- _Problem 1_
List every line in the records that contains the string "positive", matching case exactly.

Re: [R] Cacheing of functions from libraries other than the base in Rmarkdown

2021-09-19 Thread Chris Evans
Can you point me to an example of this?  I definitely need cacheing for this 
work but I don't know
about data cacheing packages.  Might be one of those things where my learning 
time might outweigh
time saved but I lost a fair bit of time by being stupid with this so perhaps 
not.

- Original Message -
> From: "Jeff Newmiller" 
> To: r-help@r-project.org, "Charles Berry" , "Chris 
> Evans" 
> Cc: "R-help" 
> Sent: Sunday, 19 September, 2021 19:45:03
> Subject: Re: [R] Cacheing of functions from libraries other than the base in 
> Rmarkdown

> I avoid knitr (Rmarkdown uses knitr) caching like the plague. If I want 
> caching,
> I do it myself (with or without the aid of one of a data caching package).
> 
> On September 19, 2021 10:28:49 AM PDT, "Berry, Charles"
>  wrote:
>>Chris,
>>
>>
>>> On Sep 18, 2021, at 12:26 PM, Chris Evans  wrote:
>>> 
>>> This question may belong somewhere else, if so, please signpost me and 
>>> accept
>>> apologies.
>>> 
>>> What is happening is that I have a large (for me, > 3k lines) Rmarkdown file
>>> with many R code blocks (no other code or
>>> engine is used) working on some large datasets.  I have some inline r like
>>> 
>>>   There are `r n_distinct(tibDat$ID)` participants and `r nrow(tibDat)` 
>>> rows of
>>>   data.
>>> 
>>> What I am finding is that even if one knit has worked fine and I change
>>> something somewhere and knit again, the second
>>> knit is often failing with an error like
>>> 
>>>   n_distinct(tibDat$ID) : could not find function "n_distinct"
>>> 
>>> This is not happening for functions like nrow() from base R and it mostly 
>>> seems
>>> to happen to functions from the tidyverse.
>>> 
>>> I think what is happening is some sort of cache corruption presumably 
>>> caused by
>>> the memory demands.  I am pretty sure I've
>>> seen this before but a long time ago and dealt with it by deleting the 
>>> files and
>>> cache folders created by the knit.
>>
>>Caching things that depend on libraries is known to be tricky.
>>
>>Specifically, it is advised that "loading packages via library() in a cached
>>chunk and these packages will be used by uncached chunks" is something you
>>should not do.  I suspect that this is the problem with your inline chunk.

- _Provided data_
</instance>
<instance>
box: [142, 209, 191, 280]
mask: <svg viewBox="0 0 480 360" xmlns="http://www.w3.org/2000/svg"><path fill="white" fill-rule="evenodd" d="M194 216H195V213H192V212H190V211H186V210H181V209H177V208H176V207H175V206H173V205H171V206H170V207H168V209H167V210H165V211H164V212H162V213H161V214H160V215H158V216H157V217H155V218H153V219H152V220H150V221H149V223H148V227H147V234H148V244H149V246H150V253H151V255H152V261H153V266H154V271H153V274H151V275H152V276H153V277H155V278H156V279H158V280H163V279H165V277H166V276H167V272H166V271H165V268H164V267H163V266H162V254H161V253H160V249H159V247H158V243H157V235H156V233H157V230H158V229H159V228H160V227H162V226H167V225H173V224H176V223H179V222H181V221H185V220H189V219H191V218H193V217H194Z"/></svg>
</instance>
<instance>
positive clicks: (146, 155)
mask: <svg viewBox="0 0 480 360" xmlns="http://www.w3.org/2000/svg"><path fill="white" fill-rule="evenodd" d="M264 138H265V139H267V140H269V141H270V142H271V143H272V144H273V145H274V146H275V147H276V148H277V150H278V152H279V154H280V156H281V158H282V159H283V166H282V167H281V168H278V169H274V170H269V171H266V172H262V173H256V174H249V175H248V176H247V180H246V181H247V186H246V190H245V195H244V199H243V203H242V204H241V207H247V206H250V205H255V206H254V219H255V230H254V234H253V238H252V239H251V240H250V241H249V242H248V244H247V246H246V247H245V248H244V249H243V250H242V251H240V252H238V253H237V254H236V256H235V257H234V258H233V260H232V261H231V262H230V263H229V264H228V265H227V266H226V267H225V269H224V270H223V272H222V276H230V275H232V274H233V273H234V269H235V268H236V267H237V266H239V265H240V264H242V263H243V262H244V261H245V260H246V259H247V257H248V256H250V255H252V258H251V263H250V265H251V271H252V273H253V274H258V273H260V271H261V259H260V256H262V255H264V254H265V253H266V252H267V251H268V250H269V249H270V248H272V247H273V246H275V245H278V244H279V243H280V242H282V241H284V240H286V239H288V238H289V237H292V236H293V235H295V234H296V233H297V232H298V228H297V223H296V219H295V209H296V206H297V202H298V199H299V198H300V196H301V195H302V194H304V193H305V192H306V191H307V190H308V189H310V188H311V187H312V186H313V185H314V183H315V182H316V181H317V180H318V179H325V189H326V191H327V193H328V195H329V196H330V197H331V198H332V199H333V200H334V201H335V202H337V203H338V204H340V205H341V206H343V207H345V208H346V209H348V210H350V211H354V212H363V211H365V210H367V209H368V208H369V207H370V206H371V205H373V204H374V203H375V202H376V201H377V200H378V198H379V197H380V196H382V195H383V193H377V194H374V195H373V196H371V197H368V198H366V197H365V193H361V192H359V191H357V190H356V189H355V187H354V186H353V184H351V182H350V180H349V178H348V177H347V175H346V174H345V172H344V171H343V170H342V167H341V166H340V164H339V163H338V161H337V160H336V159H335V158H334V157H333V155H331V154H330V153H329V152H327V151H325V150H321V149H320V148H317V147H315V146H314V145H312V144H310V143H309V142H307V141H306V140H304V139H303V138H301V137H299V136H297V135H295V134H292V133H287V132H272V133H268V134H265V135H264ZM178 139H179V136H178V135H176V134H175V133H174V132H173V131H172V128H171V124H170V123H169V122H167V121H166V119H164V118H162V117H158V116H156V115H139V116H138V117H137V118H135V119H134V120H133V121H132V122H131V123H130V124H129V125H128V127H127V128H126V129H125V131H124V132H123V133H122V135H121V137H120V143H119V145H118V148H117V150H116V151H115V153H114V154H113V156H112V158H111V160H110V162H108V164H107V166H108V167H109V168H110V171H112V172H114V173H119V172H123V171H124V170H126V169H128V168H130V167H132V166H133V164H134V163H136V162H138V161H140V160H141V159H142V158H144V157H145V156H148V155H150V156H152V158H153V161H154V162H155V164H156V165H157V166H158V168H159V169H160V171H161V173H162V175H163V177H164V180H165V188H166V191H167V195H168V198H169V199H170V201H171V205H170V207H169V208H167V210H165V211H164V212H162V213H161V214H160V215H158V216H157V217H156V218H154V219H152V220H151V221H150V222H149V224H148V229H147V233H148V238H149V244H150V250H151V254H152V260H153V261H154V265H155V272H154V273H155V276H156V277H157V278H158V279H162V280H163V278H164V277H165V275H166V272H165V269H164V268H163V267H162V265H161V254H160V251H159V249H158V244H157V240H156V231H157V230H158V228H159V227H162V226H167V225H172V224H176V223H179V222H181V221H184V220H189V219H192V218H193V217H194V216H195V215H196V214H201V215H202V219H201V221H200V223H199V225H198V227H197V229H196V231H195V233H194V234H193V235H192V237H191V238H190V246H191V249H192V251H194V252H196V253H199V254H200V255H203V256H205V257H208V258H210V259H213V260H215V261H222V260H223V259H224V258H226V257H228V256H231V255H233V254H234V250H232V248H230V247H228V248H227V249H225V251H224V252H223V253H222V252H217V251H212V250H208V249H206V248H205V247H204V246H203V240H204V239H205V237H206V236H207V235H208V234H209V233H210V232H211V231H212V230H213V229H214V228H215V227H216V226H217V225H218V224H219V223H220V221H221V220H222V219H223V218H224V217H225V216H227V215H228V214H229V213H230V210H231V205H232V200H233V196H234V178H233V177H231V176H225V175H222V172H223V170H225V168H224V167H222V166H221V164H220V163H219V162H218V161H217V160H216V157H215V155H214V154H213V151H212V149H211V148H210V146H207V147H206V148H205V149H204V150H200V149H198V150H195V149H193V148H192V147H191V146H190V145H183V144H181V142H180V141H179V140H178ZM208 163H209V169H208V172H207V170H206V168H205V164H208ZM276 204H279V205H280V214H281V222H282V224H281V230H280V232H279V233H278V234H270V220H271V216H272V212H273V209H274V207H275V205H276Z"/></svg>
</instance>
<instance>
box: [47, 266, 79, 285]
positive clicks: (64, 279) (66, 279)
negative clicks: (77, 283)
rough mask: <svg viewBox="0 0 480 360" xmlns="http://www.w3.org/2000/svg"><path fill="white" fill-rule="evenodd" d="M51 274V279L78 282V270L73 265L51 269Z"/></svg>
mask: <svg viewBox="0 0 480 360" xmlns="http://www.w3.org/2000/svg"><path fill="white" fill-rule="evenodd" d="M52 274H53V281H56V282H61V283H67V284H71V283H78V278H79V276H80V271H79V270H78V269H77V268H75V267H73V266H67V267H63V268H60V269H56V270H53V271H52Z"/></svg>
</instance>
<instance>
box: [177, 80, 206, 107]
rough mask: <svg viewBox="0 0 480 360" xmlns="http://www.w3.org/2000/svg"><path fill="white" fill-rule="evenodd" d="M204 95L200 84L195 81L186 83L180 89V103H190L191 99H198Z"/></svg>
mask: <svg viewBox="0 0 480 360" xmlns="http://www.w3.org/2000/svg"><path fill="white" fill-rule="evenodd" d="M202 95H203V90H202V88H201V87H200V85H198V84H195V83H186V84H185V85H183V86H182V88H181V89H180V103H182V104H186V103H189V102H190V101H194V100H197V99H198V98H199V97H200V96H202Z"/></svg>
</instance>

- _Problem 2_
Reproduce the part of the R caching thread that opens with the words containing "- Original Message" and closes with "data caching package).".

- _Exercise result 1_
positive clicks: (146, 155)
positive clicks: (64, 279) (66, 279)

- _Exercise result 2_
- Original Message -
> From: "Jeff Newmiller" 
> To: r-help@r-project.org, "Charles Berry" , "Chris 
> Evans" 
> Cc: "R-help" 
> Sent: Sunday, 19 September, 2021 19:45:03
> Subject: Re: [R] Cacheing of functions from libraries other than the base in 
> Rmarkdown

> I avoid knitr (Rmarkdown uses knitr) caching like the plague. If I want 
> caching,
> I do it myself (with or without the aid of one of a data caching package).